Task requirements :: Pictures do not belong in the copy; quote every entry below exactly.

Collected data
--------------------------------------------------
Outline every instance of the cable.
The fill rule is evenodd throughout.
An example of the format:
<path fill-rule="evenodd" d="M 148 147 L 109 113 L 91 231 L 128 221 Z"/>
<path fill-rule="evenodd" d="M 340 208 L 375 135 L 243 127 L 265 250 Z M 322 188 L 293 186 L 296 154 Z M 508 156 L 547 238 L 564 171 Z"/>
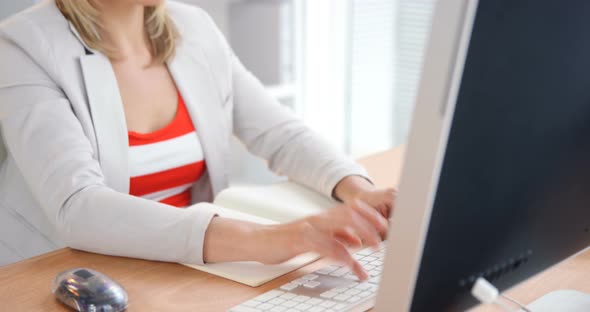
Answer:
<path fill-rule="evenodd" d="M 531 310 L 529 310 L 520 302 L 506 295 L 500 294 L 498 288 L 496 288 L 483 277 L 480 277 L 477 279 L 477 281 L 475 281 L 475 284 L 473 284 L 473 287 L 471 288 L 471 294 L 473 295 L 473 297 L 475 297 L 475 299 L 479 300 L 479 302 L 483 304 L 495 304 L 507 312 L 513 312 L 513 310 L 510 309 L 510 307 L 508 307 L 506 303 L 499 300 L 500 298 L 517 305 L 521 311 L 531 312 Z"/>
<path fill-rule="evenodd" d="M 507 295 L 504 294 L 500 294 L 500 297 L 504 298 L 505 300 L 508 300 L 512 303 L 514 303 L 515 305 L 517 305 L 523 312 L 532 312 L 531 310 L 529 310 L 524 304 L 516 301 L 516 299 L 513 299 L 511 297 L 508 297 Z"/>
--------------------------------------------------
Your solution ::
Outline every instance of the cable.
The fill rule is evenodd throughout.
An example of the format:
<path fill-rule="evenodd" d="M 148 147 L 109 113 L 91 231 L 128 221 Z"/>
<path fill-rule="evenodd" d="M 340 208 L 375 135 L 243 127 L 265 250 Z M 322 188 L 293 186 L 296 154 Z M 508 156 L 547 238 L 564 171 Z"/>
Answer:
<path fill-rule="evenodd" d="M 531 310 L 529 310 L 520 302 L 506 295 L 500 294 L 498 288 L 496 288 L 483 277 L 480 277 L 477 279 L 477 281 L 475 281 L 475 284 L 473 284 L 473 287 L 471 288 L 471 294 L 473 295 L 473 297 L 475 297 L 475 299 L 479 300 L 479 302 L 483 304 L 495 304 L 507 312 L 513 312 L 513 310 L 510 309 L 510 307 L 508 307 L 506 303 L 499 300 L 500 298 L 517 305 L 521 311 L 531 312 Z"/>
<path fill-rule="evenodd" d="M 507 295 L 504 294 L 500 294 L 500 297 L 504 298 L 505 300 L 508 300 L 512 303 L 514 303 L 515 305 L 517 305 L 523 312 L 532 312 L 531 310 L 529 310 L 524 304 L 516 301 L 516 299 L 513 299 L 511 297 L 508 297 Z"/>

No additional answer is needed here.